• **Information shown**
......

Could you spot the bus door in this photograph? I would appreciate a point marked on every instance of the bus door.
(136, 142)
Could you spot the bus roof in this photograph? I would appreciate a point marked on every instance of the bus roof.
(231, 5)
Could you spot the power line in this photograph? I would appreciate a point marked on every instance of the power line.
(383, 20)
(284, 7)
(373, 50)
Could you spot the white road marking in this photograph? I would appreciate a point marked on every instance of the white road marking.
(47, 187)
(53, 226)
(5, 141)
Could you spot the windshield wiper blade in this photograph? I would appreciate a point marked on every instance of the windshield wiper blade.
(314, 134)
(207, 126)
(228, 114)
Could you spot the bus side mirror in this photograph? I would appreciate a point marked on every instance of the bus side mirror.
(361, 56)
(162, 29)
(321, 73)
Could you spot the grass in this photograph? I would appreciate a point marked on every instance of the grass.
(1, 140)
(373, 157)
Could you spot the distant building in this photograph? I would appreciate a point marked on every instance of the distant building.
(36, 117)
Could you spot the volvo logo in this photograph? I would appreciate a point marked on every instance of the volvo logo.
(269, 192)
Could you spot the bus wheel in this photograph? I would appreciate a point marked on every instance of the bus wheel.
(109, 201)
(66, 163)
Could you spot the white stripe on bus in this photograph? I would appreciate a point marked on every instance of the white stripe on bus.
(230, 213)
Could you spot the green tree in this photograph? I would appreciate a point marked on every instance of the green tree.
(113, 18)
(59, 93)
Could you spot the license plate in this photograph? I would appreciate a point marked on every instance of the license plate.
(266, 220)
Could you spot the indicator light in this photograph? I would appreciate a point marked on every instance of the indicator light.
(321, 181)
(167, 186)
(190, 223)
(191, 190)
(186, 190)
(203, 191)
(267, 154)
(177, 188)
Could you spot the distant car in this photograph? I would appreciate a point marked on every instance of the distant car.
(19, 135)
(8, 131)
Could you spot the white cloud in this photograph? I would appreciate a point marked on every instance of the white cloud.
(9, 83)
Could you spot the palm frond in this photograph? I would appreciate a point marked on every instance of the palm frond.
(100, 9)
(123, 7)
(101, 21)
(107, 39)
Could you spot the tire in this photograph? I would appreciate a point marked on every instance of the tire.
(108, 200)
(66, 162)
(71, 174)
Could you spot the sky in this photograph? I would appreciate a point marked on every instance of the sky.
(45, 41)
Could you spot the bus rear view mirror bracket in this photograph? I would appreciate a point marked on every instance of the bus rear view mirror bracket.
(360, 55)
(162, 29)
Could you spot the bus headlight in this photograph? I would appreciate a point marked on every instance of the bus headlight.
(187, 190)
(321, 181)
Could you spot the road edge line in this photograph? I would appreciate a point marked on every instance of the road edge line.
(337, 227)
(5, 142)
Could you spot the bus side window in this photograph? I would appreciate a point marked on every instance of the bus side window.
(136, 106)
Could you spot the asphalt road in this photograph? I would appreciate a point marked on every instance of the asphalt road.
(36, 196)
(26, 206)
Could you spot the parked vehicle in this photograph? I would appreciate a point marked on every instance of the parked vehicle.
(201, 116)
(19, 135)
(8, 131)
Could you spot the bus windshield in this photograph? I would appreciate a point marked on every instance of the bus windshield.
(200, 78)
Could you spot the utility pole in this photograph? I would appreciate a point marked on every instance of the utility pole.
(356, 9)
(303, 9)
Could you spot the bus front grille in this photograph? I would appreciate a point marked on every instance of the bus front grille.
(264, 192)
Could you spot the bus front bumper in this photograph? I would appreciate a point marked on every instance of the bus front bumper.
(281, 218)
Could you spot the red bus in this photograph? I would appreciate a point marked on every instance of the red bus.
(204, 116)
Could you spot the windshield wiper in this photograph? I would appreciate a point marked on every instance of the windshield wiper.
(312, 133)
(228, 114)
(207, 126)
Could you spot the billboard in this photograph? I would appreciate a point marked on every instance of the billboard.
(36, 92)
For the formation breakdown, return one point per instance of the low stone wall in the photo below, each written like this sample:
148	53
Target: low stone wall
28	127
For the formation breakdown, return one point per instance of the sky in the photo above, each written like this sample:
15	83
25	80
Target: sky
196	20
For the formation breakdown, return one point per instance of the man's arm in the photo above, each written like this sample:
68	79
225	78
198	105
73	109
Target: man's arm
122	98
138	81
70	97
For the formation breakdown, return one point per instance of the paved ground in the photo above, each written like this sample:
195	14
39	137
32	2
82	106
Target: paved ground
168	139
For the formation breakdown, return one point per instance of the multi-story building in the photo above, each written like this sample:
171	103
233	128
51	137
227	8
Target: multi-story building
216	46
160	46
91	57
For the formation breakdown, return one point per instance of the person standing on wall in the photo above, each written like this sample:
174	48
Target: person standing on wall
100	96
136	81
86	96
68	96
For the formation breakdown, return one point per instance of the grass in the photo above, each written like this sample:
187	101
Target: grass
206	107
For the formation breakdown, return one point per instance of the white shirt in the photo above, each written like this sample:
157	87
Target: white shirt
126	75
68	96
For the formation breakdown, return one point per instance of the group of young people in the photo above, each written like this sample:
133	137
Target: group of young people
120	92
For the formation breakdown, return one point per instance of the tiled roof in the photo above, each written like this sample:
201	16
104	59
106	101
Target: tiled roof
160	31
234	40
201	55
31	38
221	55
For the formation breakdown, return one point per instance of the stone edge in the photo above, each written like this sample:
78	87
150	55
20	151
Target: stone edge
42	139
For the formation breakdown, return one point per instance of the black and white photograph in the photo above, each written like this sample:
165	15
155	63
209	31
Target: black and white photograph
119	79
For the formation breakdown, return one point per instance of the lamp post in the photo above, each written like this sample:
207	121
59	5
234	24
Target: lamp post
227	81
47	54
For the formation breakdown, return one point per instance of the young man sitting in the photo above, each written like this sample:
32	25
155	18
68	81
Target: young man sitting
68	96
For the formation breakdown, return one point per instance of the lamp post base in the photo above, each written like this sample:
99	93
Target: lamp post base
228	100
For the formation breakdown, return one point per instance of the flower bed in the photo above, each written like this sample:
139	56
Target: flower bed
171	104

......

• **Your goal**
From the first line to the last, write out the listing exactly.

• **Response to this task**
Could you spot the bus door in this photograph? I would appreciate a point marked on every instance of the bus door.
(136, 142)
Could you spot the bus roof in this photograph? I would appreciate a point marked on every instance of the bus roof.
(231, 5)
Could you spot the power line in this photograph? I would appreciate a point marked on every instance of the power line.
(383, 20)
(284, 7)
(373, 50)
Could you spot the white road marking in this photograph? I would appreciate a point marked on every instance of the white road marking.
(47, 187)
(53, 226)
(5, 141)
Could you spot the windshield wiper blade in this photograph? I would appreciate a point marked on every instance of the windshield wiper blade.
(314, 134)
(207, 126)
(228, 114)
Could you spot the bus side mirror in this photograph? I would appreciate a point marked on every instance of the bus side mirror.
(361, 56)
(162, 29)
(321, 73)
Could you spot the grass in this photograph? I would appreciate a point marked on every instance of the grass.
(1, 140)
(373, 157)
Could you spot the distant building in this photograph? I would appreciate a point marked on every instance of the distant building.
(36, 117)
Could you spot the volvo logo in this photograph? I would appreciate a point marked on every instance of the volvo logo.
(269, 192)
Could you spot the bus wheel in this photograph? I would appreciate a point marked on every instance of the bus wheel.
(109, 201)
(66, 163)
Could you spot the white stripe on bus in this photograph? I would appreciate a point marked on every instance of the white stripe on bus.
(230, 213)
Could you spot the green tree in this photograph? I would appreciate a point marked on every instance of the green tree.
(113, 18)
(59, 93)
Could you spot the license plate in this photograph? I would appreciate a point marked on every instance of the license plate.
(266, 220)
Could you spot the indicator light in this photograph? I would appreciate a point marked on every instance of the indicator light.
(321, 181)
(167, 186)
(190, 223)
(191, 190)
(186, 190)
(203, 191)
(267, 154)
(177, 188)
Could you spot the distant car in this photograph? I would appreciate a point marked on every instance of the distant car.
(19, 135)
(8, 131)
Could you spot the white cloud in this photograph? I would appreciate a point marked on every instance of the white cloud.
(9, 83)
Could you spot the palm frond in this photograph? I would appreciate a point marked on every instance of the palm frond.
(100, 9)
(123, 7)
(101, 21)
(107, 39)
Could you spot the tire in this photograph? I would appreciate a point marked on every instance of the tire.
(108, 200)
(66, 162)
(71, 174)
Could you spot the sky in this photograph? I would appreciate a point marked on every instance of the sky.
(45, 41)
Could you spot the bus rear view mirror bracket in this photograph? I would appreciate a point marked on every instance of the bus rear view mirror bracket.
(360, 55)
(162, 29)
Could you spot the bus headlight in this photograph? I would appreciate a point marked on every instance of the bus headlight.
(187, 190)
(321, 181)
Could you spot the road edge line in this photograph? I would appreciate a point marked on every instance of the road edge line.
(337, 227)
(5, 142)
Could you spot the bus side window in this photograph? I would appreciate a point marked on every instance of the bus side window.
(136, 106)
Could you spot the asphalt road in this photograph? I would appreciate a point marked on every instance of the asphalt road.
(36, 196)
(26, 206)
Could you spot the parked vehicle in this photograph? I would appreciate a point marked on every instance of the parked vehicle.
(201, 116)
(19, 135)
(8, 131)
Could you spot the bus windshield in this photograph? I would appreciate a point marked on every instance of the bus windshield.
(200, 78)
Could you spot the utility pole in this photograph? I would appreciate a point marked on every instance of the utility pole.
(356, 9)
(303, 9)
Could you spot the bus front grille in this photograph? I would appreciate a point marked on every instance of the bus front grille.
(264, 192)
Could you spot the bus front bumper in this photograph? I would appreciate a point marked on every instance of the bus front bumper.
(281, 218)
Could you spot the red bus in this photograph? I would appreciate a point marked on every instance of the red bus.
(204, 116)
Could you spot the windshield wiper in this photograph? I would appreciate a point marked on every instance of the windshield wiper.
(312, 133)
(228, 114)
(207, 126)
Could you spot the billboard in this photograph? I would appreciate a point marked on every instance of the billboard.
(36, 92)
For the formation breakdown, return one point per instance of the low stone wall in the photo below, each written like this sample:
148	53
Target: low stone wall
28	127
For the formation breakdown, return one point per instance of the sky in the photo above, each written like this sample:
15	83
25	80
Target: sky
196	20
For the formation breakdown, return one point per instance of the man's arm in the photo above, each written like this sample:
68	79
225	78
198	105
73	109
Target: man's arm
122	98
138	81
70	97
For the formation breakdown, return one point per instance of the paved ground in the photo above, each written like this sample:
195	14
39	137
32	2
82	106
Target: paved ground
168	139
For the formation breakdown, return one point per instance of the multi-story building in the photo above, each written like this sample:
171	103
233	128
51	137
227	8
Target: multi-story building
216	46
160	46
91	57
For the formation breakdown, return one point per instance of the person standing on wall in the photo above, each written like this sample:
174	48
Target: person standing on wall
100	96
136	81
86	96
68	96
For the formation breakdown, return one point per instance of the grass in the photo above, each written like this sample:
187	101
Target: grass
206	107
For the formation breakdown, return one point per instance of the white shirt in the photo above, each written like this sample:
157	87
Target: white shirt
126	75
68	96
For the formation breakdown, return one point per instance of the group of young people in the photo above, each written like this sample:
133	137
Target: group of young people
120	92
For the formation breakdown, return one point per instance of the tiled roof in the photo above, each written like this sample:
201	16
104	59
106	101
Target: tiled roof
160	31
234	40
201	55
31	38
221	55
For the formation breakdown, return one point per instance of the stone edge in the photo above, each written like this sample:
78	87
150	55
20	151
Target: stone edge
42	139
For the formation breakdown, return one point per instance of the black and white photograph in the photo above, each written like this sample:
165	15
155	63
209	31
Target: black and white photograph
119	79
For the formation breakdown, return one point per instance of the lamp post in the photo above, each written like this sample:
207	121
59	5
234	24
Target: lamp post
227	81
47	54
For the formation breakdown, return one point per instance of the young man sitting in the photo above, each written like this sample:
32	25
155	18
68	81
Target: young man sitting
68	96
For the formation breakdown, return one point per instance of the lamp post base in the photo above, each written like this sample:
99	93
Target: lamp post base
228	100
For the formation breakdown, return one point per instance of the flower bed in the photo above, each written like this sample:
139	56
Target: flower bed
171	104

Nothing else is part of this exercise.